::: Records supplied

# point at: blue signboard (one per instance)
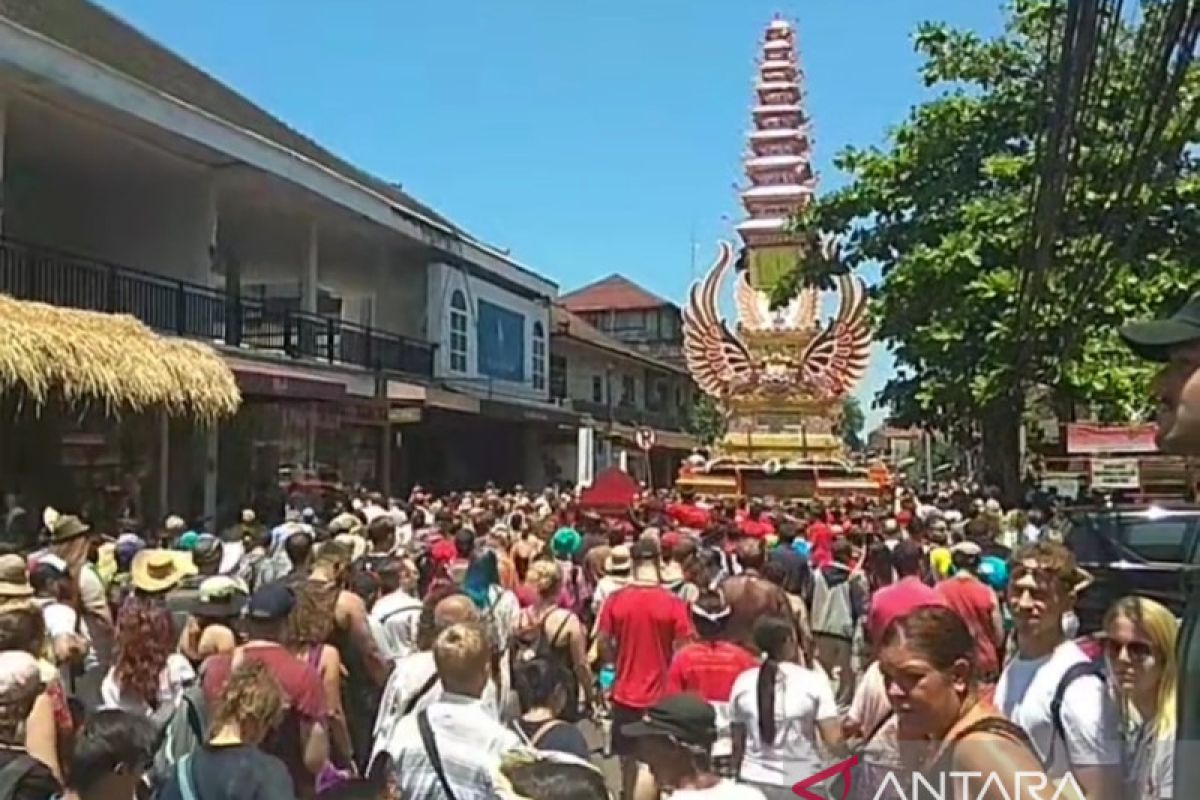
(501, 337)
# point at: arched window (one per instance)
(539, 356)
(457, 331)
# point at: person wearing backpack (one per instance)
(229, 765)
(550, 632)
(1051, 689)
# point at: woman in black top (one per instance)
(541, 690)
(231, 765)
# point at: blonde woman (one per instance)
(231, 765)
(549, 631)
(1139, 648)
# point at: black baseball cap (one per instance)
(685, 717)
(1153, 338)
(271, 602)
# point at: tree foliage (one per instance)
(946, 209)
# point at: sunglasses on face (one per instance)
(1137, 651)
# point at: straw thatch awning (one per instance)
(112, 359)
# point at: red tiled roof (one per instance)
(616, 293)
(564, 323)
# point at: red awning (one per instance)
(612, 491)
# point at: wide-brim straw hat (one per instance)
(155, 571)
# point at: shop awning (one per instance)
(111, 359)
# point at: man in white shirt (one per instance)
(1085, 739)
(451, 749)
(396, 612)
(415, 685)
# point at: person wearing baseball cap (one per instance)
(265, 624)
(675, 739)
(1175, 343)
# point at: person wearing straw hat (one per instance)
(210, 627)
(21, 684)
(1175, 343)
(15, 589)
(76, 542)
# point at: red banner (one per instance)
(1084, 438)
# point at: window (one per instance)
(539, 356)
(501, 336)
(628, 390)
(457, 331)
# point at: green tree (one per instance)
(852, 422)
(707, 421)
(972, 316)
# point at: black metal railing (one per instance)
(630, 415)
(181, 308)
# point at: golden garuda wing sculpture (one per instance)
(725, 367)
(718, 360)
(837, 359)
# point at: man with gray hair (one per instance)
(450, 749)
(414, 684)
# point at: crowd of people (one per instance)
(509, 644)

::::::

Give back the full listing word for word, with the pictures left out.

- _Task response_
# point at: blue signboard (one per instance)
(501, 337)
# point at: arched window (one per instance)
(539, 356)
(457, 331)
# point at: person wearing backpack (one per instance)
(229, 765)
(550, 632)
(1051, 689)
# point at: woman in black top (one per instance)
(541, 690)
(231, 765)
# point at: blonde woman (one per instance)
(231, 765)
(549, 631)
(1139, 648)
# point at: black baseball cap (one per instance)
(685, 717)
(1153, 338)
(271, 602)
# point at: tree foliage (one per instance)
(946, 209)
# point at: sunglasses on face (one per instance)
(1137, 651)
# point at: straw thatch awning (one per instance)
(112, 359)
# point at: red tiled roof (one per instance)
(616, 293)
(564, 323)
# point at: red awning (one per instance)
(612, 491)
# point at: wide-brim straw hat (one per instance)
(155, 571)
# point at: shop awning (one per instance)
(111, 359)
# point at: man in white shirt (one per instance)
(1085, 739)
(451, 749)
(396, 612)
(415, 685)
# point at: person wearing baseball cap (one per instance)
(265, 624)
(675, 739)
(1175, 343)
# point at: person wearing straw hat (one per instance)
(210, 627)
(21, 684)
(1175, 343)
(15, 589)
(76, 542)
# point at: red banner (one per instance)
(1084, 438)
# point at: window (one per instance)
(539, 356)
(501, 336)
(628, 390)
(457, 331)
# point at: green tree (one per instance)
(852, 422)
(707, 421)
(972, 316)
# point at: black metal railing (one per instance)
(630, 415)
(181, 308)
# point at: golden garuda wing sculpture (one per instance)
(725, 367)
(718, 360)
(837, 359)
# point at: man with gray hair (one per instance)
(450, 749)
(414, 684)
# point at: crowd of people (one per instance)
(509, 644)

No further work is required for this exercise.